▶ Given task 1
In the article about Flume's mixtape Hi This Is Flume, who directed the visual released alongside the mixtape?
▶ Given task 2
Using the article about Flume's mixtape Hi This Is Flume, explain in one to three sentences why Flume kept a low public profile after his Skin touring ended in January 2018.
▶ Given task 3
Extend the article about Flume's mixtape Hi This Is Flume from its last sentence.

Mixtape by Flume
- Released: 20 March 2019
- Genre: Experimental; IDM; wonky; electronica;
- Length: 38:10
- Label: Future Classic
- Producer: Flume; Eprom; Sophie; HWLS; JPEGMafia;

Flume chronology
| Skin: The Remixes (2017) | Hi This Is Flume (2019) | Quits (2019) |

= Hi This Is Flume =

Hi This Is Flume is the first mixtape released by Australian electronic musician Flume. It was released on 20 March 2019 by Future Classic. The mixtape follows the release of Flume's Skin: The Remixes in 2017. Hi This Is Flume was announced on 19 March 2019, only days after Flume's documentary When Everything Was New was released to YouTube. Flume began working on the album away from the public eye from 2017, following his commercially-successful album Skin and its world tour.

The mixtape is a more experimental record compared to Flume's previous work, and contains features from several of his favourite artists such as Slowthai, JPEGMafia and frequent collaborator Kučka, as well as guest production from HWLS, Sophie and Eprom. A remix of Sophie's "Is It Cold in the Water?" from her 2018 album Oil of Every Pearl's Un-Insides by Flume and Eprom is also included. An accompanying visual for the mixtape directed by Jonathan Zawada, who had also designed the artwork for Flume's album Skin, was released and premiered on YouTube on release day. The mixtape was released to positive reviews, with music critics complimenting its experimental style.

The mixtape was nominated for Best Dance/Electronic Album at the 62nd Annual Grammy Awards, becoming Flume's second nomination for the category and third overall.

== Background and recording ==
Following the release of his second album Skin in May 2016, Flume embarked on a world tour in support of the album for the rest of the year. He further released Skin Companion EP 1 in November of that year and Skin Companion EP 2 in February 2017, and also worked with Vince Staples and Lorde on their respective albums Big Fish Theory and Melodrama in June. After Skin touring responsibilities wrapped up in January 2018, he subsequently decided to keep a low public profile as he was "working so hard" that he started "to hate music [and] touring" and "needed to live a normal life for a bit".

While working on the mixtape, Flume felt that he needed to create a record with a more experimental sound in order to go "back to [his] roots", and added that he changed his style because he was bored of doing "the same thing over and over" and "people copy [him]". In an AMA on Reddit, he revealed that the production on Hi This Is Flume was far more difficult than on his previous records as there was "way more detail", though "the ideas flowed more easily on [the mixtape] than Skin". He also revealed that the synth used most on the mixtape was "good old sylenth1", but that "a fair bit of synplant" was also used, while the distortion plug used is the "Black Box Analog Design HG-2".

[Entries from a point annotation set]
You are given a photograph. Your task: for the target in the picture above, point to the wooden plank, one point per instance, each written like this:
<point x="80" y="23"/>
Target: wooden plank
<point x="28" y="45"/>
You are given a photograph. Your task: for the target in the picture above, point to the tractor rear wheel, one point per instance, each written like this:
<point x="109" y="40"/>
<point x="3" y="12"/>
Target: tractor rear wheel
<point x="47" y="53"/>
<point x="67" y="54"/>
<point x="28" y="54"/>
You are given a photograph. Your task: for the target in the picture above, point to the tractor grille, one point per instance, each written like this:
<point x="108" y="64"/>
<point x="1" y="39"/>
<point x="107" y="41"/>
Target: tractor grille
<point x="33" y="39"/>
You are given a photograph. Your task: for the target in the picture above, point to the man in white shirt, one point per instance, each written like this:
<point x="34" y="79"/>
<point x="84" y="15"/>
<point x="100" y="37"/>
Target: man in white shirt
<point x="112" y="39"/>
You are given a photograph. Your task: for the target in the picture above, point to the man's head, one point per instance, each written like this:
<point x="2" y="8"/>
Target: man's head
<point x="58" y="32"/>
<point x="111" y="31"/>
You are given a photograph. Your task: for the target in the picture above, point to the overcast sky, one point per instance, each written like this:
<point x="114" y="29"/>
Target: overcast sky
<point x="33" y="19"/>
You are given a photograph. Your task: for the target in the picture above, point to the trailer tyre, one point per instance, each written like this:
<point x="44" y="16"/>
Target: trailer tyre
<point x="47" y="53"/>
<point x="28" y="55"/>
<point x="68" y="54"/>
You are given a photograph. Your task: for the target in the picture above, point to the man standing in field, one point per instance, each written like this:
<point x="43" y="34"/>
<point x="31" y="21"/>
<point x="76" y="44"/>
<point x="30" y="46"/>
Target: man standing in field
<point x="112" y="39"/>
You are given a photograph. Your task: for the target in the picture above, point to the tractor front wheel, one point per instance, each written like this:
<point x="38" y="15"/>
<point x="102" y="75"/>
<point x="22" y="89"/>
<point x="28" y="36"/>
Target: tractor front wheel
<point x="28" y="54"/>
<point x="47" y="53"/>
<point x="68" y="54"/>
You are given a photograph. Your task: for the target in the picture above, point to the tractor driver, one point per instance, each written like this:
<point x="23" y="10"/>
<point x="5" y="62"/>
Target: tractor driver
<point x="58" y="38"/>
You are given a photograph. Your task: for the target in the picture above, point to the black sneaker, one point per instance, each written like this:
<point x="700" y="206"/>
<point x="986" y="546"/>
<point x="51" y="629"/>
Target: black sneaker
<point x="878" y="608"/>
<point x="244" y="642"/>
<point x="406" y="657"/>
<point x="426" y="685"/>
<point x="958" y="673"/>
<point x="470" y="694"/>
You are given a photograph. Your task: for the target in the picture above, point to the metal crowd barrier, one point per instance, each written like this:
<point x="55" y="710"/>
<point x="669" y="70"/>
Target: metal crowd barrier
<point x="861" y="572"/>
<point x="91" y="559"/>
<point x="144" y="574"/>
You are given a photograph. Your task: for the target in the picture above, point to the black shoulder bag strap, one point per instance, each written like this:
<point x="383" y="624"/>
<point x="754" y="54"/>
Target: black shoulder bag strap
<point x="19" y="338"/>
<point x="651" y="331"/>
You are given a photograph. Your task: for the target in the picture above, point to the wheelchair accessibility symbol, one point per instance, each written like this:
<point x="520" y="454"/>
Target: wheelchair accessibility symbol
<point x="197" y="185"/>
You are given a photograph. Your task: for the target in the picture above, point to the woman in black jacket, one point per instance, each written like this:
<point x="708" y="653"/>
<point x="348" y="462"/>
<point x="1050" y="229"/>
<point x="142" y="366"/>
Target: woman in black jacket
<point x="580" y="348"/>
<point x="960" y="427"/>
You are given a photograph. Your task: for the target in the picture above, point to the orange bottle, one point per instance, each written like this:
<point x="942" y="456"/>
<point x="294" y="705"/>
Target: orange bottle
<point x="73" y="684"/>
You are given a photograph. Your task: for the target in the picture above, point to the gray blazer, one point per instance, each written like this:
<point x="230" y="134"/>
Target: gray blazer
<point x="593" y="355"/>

▶ Written answer 1
Jonathan Zawada directed it.

▶ Written answer 2
Flume had been "working so hard" that he began "to hate music [and] touring." He felt he "needed to live a normal life for a bit."

▶ Written answer 3
Speaking to Triple J, Flume explained that, through the mixtape, he wanted to expose listeners "to more left-field electronic music", as well as artists such as Slowthai, JPEGMafia, Eprom, and Sophie. He additionally discussed working with the featured artists on the record. He revealed that he discovered English rapper Slowthai through the track "T N Biscuits", immediately decided that he wanted to "work with this guy", and consequently traveled to the United Kingdom to record the song "High Beams" with him. The recording session in Los Angeles with American hip hop artist JPEGMafia lasted one day, and when the two had finished writing the first verse, Flume suggested that the rapper "just talk shit for the rest of it", to which JPEGMafia replied "Alright, I'm great at that!" The two also enjoyed "mess[ing] around on all the hardware" together in the studio which included a Roland TR-8 drum machine and the Prophet X sampler/synthesizer. Flume, Scottish producer Sophie and Kučka began working on the track "Voices" when they met during the Skin world tour in 2016 at the Sidney Myer Music Bowl in Melbourne, when Sophie created sounds from an Elektron FM Synth, which Flume sampled for the track's beat.

== Musical style ==
Hi This Is Flume has been characterised by critics as an experimental, IDM, wonky and electronica mixtape. Christina Hernandez of Dancing Astronaut described the record as a "complete change of pace from Skin" due to its abstract musical style, and Flume's "most idiosyncratic work to date"; Steve Kavakos of Australian GQ noted that the mixtape "falls away from any mainstream elements" and marks a return to the sound found on Flume's eponymous debut album. It consists of seventeen tracks, many of them under two minutes long, with each ending transitioning smoothly into the beginning of the next.

== Release and promotion ==
Just before New Year's Day of 2019, Flume posted a picture of himself holding a glass of wine in a swimming hole in Byron Hinterland, and wrote that he would "be back in your life" that year. On 13 March, Flume made available the documentary Flume: When Everything Was New on his YouTube channel; the film had previously been released in April 2018 on Apple Music alongside Sleepless: The Story of Future Classic, which documented the rise of Flume's record label.

On 19 March, Flume announced on social media that he would release a mixtape, titled Hi This Is Flume, through his label Future Classic the next day. On the same day, a snippet of a then-unknown track from his upcoming record soundtracked a teaser for the Chicago Lollapalooza music festival, for which he was announced as a headliner. On 20 March, Flume released the mixtape, accompanied by a 42-minute visual directed by Jonathan Zawada, who had previously created the artwork for Flume's second album Skin.

==Critical reception==

Hi This Is Flume was met with positive reviews from music critics, who commended the experimental nature of the record. Owen Myers of Pitchfork called the mixtape "both philosophically and sonically, an inflection point" and wrote that "Hi This Is Flume is how he breaks apart his now-familiar sound, zooming in on the different layers and looking at them in new ways." Jake Indiana of Highsnobiety deemed the record "extremely refreshing and light-footed" and highlighted "High Beams" and "How to Build a Relationship" as its standout songs, but added that aside from those tracks "the mixtape struggles to feel especially fresh." Kat Bein of Billboard wrote that "Flume still has that wonky quality, but [Hi This Is Flume] rightly reinvents his sound with some fresh bang", and claimed that the mixtape would "be the best 38 minutes of your day, hands down."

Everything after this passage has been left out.